#### EXERCISE GOAL
Could you copy out, word for word, the lines of the listing below, beginning with the line that contains "FIND sportsfile logo" and going on through the line that contains "top-left (244, 300), bottom-right (263, 313)"?

Rows from a dataset
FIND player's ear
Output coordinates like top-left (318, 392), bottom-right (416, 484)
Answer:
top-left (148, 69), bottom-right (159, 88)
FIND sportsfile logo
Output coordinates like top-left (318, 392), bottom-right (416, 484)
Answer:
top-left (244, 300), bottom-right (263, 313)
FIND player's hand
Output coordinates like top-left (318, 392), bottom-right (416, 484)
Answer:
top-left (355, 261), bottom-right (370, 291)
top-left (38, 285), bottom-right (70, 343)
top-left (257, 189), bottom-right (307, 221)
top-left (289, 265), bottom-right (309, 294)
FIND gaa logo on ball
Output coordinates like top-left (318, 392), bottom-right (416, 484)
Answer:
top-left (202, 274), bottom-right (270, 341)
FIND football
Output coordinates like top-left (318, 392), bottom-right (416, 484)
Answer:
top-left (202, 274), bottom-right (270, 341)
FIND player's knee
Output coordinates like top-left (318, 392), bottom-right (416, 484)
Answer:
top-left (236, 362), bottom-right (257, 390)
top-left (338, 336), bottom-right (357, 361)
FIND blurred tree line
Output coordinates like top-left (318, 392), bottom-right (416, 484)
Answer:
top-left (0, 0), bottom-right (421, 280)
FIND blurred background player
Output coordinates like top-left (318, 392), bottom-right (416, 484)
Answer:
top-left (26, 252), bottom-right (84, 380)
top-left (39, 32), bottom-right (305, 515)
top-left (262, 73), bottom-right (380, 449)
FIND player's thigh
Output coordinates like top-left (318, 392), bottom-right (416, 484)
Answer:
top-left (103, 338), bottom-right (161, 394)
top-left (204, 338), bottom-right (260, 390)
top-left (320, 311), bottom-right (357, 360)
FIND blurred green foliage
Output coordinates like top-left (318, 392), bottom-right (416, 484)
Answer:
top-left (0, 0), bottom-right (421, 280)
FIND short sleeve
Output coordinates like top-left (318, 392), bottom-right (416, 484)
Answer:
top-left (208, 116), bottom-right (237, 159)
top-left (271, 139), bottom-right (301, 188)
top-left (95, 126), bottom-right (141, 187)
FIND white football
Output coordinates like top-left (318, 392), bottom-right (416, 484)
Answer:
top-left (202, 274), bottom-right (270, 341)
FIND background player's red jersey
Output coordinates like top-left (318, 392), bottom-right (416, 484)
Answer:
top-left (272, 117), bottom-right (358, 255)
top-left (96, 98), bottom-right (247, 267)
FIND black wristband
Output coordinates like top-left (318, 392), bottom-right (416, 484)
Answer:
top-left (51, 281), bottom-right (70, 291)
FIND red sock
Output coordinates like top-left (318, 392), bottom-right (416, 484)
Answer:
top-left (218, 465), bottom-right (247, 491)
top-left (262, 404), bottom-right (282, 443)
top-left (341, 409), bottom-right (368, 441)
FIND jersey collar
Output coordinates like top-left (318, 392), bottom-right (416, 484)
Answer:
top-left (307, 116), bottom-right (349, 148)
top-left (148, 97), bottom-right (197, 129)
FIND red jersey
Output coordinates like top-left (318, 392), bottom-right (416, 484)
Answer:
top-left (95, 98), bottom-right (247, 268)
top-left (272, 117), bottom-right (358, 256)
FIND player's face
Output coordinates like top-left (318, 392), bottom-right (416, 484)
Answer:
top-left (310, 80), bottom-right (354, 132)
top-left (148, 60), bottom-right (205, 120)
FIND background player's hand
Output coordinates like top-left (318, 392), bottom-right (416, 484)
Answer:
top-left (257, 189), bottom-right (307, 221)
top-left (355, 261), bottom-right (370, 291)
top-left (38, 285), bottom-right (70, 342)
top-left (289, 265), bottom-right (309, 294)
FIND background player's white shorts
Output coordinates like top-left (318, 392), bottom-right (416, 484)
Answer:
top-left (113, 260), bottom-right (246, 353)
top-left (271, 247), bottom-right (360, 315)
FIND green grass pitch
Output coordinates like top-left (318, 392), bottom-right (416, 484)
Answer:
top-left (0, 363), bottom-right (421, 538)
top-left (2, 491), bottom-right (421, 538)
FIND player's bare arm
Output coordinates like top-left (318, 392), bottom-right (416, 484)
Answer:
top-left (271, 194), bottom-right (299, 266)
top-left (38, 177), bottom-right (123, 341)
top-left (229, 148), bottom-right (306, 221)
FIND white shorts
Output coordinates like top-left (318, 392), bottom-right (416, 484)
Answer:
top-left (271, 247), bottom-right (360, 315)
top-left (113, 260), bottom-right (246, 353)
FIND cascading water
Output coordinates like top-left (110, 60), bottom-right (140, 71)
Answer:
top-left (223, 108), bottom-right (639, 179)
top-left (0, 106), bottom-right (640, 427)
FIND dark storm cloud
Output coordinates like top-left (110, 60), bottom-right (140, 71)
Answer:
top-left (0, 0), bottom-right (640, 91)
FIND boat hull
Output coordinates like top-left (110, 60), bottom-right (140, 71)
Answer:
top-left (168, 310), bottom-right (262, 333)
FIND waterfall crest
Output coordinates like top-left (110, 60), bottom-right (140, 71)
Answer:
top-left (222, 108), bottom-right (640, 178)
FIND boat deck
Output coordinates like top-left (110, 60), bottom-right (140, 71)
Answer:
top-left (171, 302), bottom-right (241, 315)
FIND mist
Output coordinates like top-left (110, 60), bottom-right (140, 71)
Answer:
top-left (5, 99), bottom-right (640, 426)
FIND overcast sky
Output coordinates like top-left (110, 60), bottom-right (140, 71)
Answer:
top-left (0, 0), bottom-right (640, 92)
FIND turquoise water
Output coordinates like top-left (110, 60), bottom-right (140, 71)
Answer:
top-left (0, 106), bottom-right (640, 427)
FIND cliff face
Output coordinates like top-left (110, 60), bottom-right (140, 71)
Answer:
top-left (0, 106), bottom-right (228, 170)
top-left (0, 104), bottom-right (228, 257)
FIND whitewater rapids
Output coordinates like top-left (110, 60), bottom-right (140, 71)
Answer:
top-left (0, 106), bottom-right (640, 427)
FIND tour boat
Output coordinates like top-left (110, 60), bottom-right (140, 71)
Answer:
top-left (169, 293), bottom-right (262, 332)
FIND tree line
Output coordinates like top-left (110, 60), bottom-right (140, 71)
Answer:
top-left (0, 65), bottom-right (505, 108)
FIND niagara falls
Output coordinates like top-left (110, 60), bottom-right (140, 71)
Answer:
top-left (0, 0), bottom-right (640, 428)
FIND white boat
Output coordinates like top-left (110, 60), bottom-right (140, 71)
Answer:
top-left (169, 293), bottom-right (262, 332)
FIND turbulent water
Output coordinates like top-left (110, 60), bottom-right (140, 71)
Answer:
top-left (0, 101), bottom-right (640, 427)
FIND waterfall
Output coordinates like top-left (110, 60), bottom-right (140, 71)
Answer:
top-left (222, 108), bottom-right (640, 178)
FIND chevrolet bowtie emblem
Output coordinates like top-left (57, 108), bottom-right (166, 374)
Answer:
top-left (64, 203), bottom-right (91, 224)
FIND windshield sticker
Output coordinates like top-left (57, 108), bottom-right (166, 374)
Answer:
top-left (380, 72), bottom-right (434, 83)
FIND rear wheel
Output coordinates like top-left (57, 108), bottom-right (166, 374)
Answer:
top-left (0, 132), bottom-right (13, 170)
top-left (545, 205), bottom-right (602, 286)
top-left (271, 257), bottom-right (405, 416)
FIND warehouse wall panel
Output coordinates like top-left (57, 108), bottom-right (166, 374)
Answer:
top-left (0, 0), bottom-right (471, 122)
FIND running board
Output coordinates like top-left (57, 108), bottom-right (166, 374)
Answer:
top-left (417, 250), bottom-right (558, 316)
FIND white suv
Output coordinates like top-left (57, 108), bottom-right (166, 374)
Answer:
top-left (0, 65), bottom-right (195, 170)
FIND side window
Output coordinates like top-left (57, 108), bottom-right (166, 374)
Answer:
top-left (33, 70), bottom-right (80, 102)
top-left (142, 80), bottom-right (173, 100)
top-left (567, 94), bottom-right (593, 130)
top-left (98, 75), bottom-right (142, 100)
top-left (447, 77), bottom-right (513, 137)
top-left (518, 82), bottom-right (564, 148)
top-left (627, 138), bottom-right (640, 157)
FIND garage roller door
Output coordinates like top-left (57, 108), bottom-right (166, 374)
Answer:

#### ANSWER FOR THE TASK
FIND sportsfile logo
Output coordinates like top-left (318, 392), bottom-right (416, 484)
Answer:
top-left (244, 300), bottom-right (263, 313)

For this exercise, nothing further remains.